• [Source extract]:
* START *

Bluetooth low energy protocol

  • The Generic Access Profile (GAP), defines new roles for communication: Peripheral (sends advertisements and is connectable), Central (scans for advertisements and connects to a peripheral), Broadcaster (also sends out advertisements, but is not connectable), and last but not least, Observer (receives advertisements, but cannot initiate a connection). Peripherals and Broadcaster are sometimes also called Beacons. Peripherals can implement a whitelist of addresses of Bluetooth devices allowed to find them in a discovery scan and to connect to them. This can be circumvented by a hardware Bluetooth sniffer like Ubertooth and Address-Spoofing.

  • the Generic Attribute Profile (GATT), builds on the ATT protocol and is used to read and write values. It implements them in a hierarchy of different services with a number of characteristics. Beside reading and writing data GATT can also be used to send commands as well as notifications and indications of data it manages. Indication and notification packets are used to inform about new or updated data. Indication packets must be acknowledged by the client.

BLE devices typically do not have enough computing power to do encryption. If encryption is in use often a hard coded pin such as 0000 or 1234 is used due to the lack of a keyboard. The spec also defines the possibility to generate a random pin during the pairing process. Another option of many BLE devices is using bonding. It means paired devices store the key and use them for later communication.

Device discovery

  1. Check bluetooth device is up

  2. Scan

HCI

To verify you have a Bluetooth adapter:

hciconfig

If the Bluetooth adapter is not enabled, enable it (where hci0 is the interface ID):

hciconfig hci0 up

To scan for Bluetooth devices (close to you):

hcitool scan

Record the MAC address of a device in order to send commands to a device.

* END *

• [Direction 1]: Reproduce the section of the Bluetooth low energy text starting at "BLE devices typically" and ending at "for later communication.", swapping "pin" for "PIN code" wherever it occurs.
• [Direction 2]: In the Bluetooth low energy text, what must the client do with indication packets?

• [Given entries]:
* START *

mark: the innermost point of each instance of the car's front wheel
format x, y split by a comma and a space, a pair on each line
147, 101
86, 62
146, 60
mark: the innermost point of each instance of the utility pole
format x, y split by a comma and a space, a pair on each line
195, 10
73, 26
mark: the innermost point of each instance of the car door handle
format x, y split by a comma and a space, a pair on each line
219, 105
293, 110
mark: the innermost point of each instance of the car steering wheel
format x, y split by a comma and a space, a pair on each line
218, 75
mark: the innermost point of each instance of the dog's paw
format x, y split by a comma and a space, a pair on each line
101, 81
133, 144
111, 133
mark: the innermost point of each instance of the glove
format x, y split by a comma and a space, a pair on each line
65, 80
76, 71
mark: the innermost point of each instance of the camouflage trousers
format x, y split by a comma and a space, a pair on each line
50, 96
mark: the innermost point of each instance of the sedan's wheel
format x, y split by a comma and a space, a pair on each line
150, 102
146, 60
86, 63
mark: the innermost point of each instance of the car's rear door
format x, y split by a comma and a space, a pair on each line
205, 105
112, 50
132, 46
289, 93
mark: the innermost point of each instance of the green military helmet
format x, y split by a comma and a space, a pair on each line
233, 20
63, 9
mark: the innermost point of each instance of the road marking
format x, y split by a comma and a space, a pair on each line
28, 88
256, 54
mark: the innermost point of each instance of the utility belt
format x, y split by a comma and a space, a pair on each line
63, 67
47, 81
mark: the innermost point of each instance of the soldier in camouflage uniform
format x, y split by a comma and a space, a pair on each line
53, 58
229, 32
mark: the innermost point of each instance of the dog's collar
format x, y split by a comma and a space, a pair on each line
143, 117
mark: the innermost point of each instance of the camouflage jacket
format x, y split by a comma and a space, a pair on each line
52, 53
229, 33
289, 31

* END *
* START *

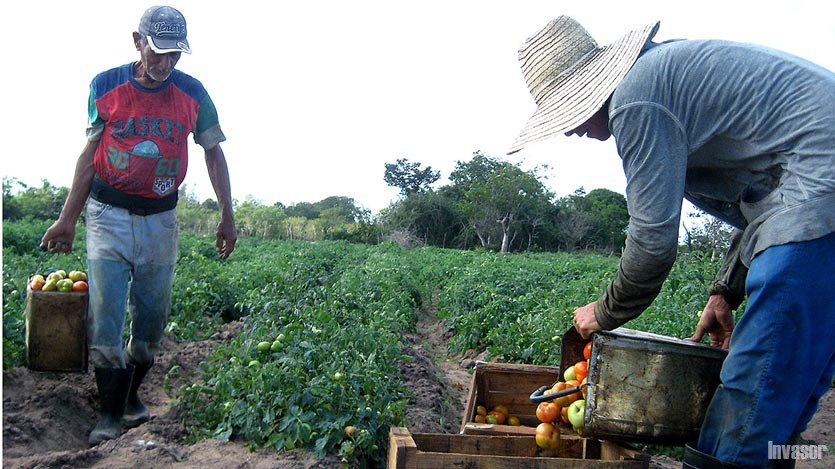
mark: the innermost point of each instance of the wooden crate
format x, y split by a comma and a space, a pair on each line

* END *

• [Written reply 1]:
BLE devices typically do not have enough computing power to do encryption. If encryption is in use often a hard coded PIN code such as 0000 or 1234 is used due to the lack of a keyboard. The spec also defines the possibility to generate a random PIN code during the pairing process. Another option of many BLE devices is using bonding. It means paired devices store the key and use them for later communication.

• [Written reply 2]: The client must acknowledge them.